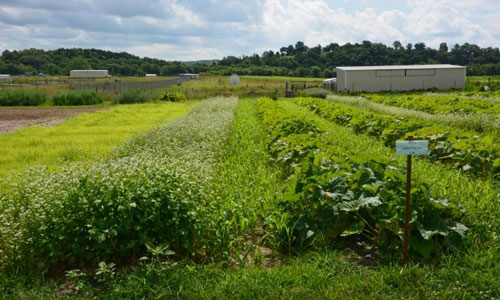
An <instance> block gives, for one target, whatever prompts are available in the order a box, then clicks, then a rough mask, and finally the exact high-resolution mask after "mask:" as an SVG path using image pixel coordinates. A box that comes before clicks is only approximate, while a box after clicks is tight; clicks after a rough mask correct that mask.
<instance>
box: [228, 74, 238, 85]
mask: <svg viewBox="0 0 500 300" xmlns="http://www.w3.org/2000/svg"><path fill="white" fill-rule="evenodd" d="M229 83H230V84H231V85H237V84H238V83H240V76H238V75H237V74H233V75H231V76H229Z"/></svg>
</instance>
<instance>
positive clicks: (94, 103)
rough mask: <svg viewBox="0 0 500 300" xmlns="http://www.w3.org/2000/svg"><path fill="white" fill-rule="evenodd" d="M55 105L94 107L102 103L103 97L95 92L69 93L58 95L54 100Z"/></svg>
mask: <svg viewBox="0 0 500 300" xmlns="http://www.w3.org/2000/svg"><path fill="white" fill-rule="evenodd" d="M52 101H53V103H54V105H94V104H99V103H102V102H103V101H104V100H103V97H102V96H101V95H100V94H98V93H96V92H94V91H83V92H69V93H64V94H56V95H54V97H53V98H52Z"/></svg>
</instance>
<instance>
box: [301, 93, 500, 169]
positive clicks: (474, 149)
mask: <svg viewBox="0 0 500 300" xmlns="http://www.w3.org/2000/svg"><path fill="white" fill-rule="evenodd" d="M296 102H297V104H299V105H302V106H305V107H307V108H309V109H310V110H312V111H314V112H315V113H317V114H318V115H320V116H322V117H325V118H327V119H328V120H332V121H334V122H335V123H337V124H340V125H343V126H347V127H349V128H352V129H353V131H354V132H356V133H364V134H368V135H370V136H373V137H376V138H379V139H381V140H382V141H383V142H384V144H385V145H386V146H390V147H394V146H395V142H396V140H399V139H405V138H406V136H407V135H413V136H414V137H415V139H427V140H429V142H430V145H429V151H430V153H429V154H430V155H429V157H428V158H429V159H430V160H432V161H439V162H443V163H449V164H451V165H453V166H454V167H455V168H457V169H460V170H462V171H463V172H465V173H470V174H474V175H479V176H488V177H490V176H491V177H498V175H499V174H498V173H497V172H498V170H497V169H495V168H493V162H494V161H495V160H496V159H498V158H499V157H500V144H498V143H497V141H495V140H494V139H493V138H492V137H490V136H488V135H484V136H480V135H478V134H477V133H471V132H467V131H463V130H459V129H453V128H449V127H444V126H441V125H438V124H426V123H425V122H423V121H419V120H411V119H403V118H398V117H397V116H387V115H382V114H376V113H371V112H366V111H364V110H362V109H358V108H355V107H350V106H347V105H343V104H339V103H332V102H329V101H326V100H321V99H314V98H298V99H297V100H296Z"/></svg>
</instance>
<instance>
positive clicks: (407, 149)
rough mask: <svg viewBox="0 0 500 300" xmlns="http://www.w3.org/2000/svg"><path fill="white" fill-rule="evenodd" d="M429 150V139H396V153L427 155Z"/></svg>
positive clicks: (401, 153)
mask: <svg viewBox="0 0 500 300" xmlns="http://www.w3.org/2000/svg"><path fill="white" fill-rule="evenodd" d="M428 152H429V141H423V140H421V141H397V142H396V154H397V155H427V154H428Z"/></svg>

> **Task requirements**:
Please restate the whole listing exactly, without any of its pictures.

> **Solution for this problem**:
An <instance> block gives, for one target, whatever prompts are available in the order a box, then clicks, then a rough mask, and finally the exact high-resolution mask after "mask:" as an SVG path using image pixel coordinates. A box that comes before clicks is only approximate, while a box after clicks is tight; clicks after a rough mask correct that mask.
<instance>
box: [228, 74, 238, 85]
mask: <svg viewBox="0 0 500 300" xmlns="http://www.w3.org/2000/svg"><path fill="white" fill-rule="evenodd" d="M229 83H230V84H231V85H237V84H238V83H240V76H238V75H237V74H233V75H231V76H229Z"/></svg>
</instance>
<instance>
positive clicks: (94, 103)
rough mask: <svg viewBox="0 0 500 300" xmlns="http://www.w3.org/2000/svg"><path fill="white" fill-rule="evenodd" d="M55 105L94 107L102 103L103 97L95 92L69 93L58 95L54 100Z"/></svg>
mask: <svg viewBox="0 0 500 300" xmlns="http://www.w3.org/2000/svg"><path fill="white" fill-rule="evenodd" d="M52 101H53V103H54V105H94V104H99V103H102V102H103V101H104V100H103V97H102V96H101V95H100V94H98V93H96V92H94V91H83V92H69V93H64V94H56V95H54V97H53V98H52Z"/></svg>
</instance>
<instance>
box: [301, 93, 500, 169]
positive clicks: (474, 149)
mask: <svg viewBox="0 0 500 300" xmlns="http://www.w3.org/2000/svg"><path fill="white" fill-rule="evenodd" d="M296 102H297V104H299V105H302V106H305V107H307V108H309V109H310V110H312V111H314V112H315V113H317V114H318V115H320V116H322V117H325V118H327V119H328V120H332V121H334V122H335V123H337V124H340V125H343V126H347V127H349V128H352V129H353V131H354V132H356V133H364V134H368V135H370V136H373V137H376V138H379V139H381V140H382V141H383V142H384V144H385V145H386V146H390V147H394V146H395V142H396V140H399V139H405V138H406V136H407V135H413V136H414V137H415V139H427V140H429V142H430V145H429V151H430V153H429V154H430V155H429V157H428V158H429V159H430V160H432V161H439V162H443V163H449V164H451V165H453V166H454V167H455V168H457V169H460V170H462V171H463V172H465V173H470V174H474V175H479V176H488V177H490V176H491V177H498V175H499V174H498V173H497V172H498V170H497V169H495V168H493V162H494V161H495V160H496V159H498V158H499V157H500V144H498V143H497V141H495V140H494V139H493V138H492V137H490V136H488V135H484V136H480V135H478V134H477V133H471V132H467V131H463V130H459V129H453V128H449V127H444V126H441V125H438V124H426V123H425V122H423V121H419V120H411V119H403V118H398V117H397V116H387V115H382V114H376V113H371V112H366V111H364V110H362V109H358V108H355V107H350V106H347V105H343V104H339V103H332V102H329V101H326V100H321V99H314V98H298V99H297V100H296Z"/></svg>
</instance>
<instance>
positive clicks: (407, 149)
rough mask: <svg viewBox="0 0 500 300" xmlns="http://www.w3.org/2000/svg"><path fill="white" fill-rule="evenodd" d="M429 150V139H396V153L427 155Z"/></svg>
positive clicks: (401, 153)
mask: <svg viewBox="0 0 500 300" xmlns="http://www.w3.org/2000/svg"><path fill="white" fill-rule="evenodd" d="M428 152H429V141H423V140H421V141H397V142H396V154H397V155H427V154H428Z"/></svg>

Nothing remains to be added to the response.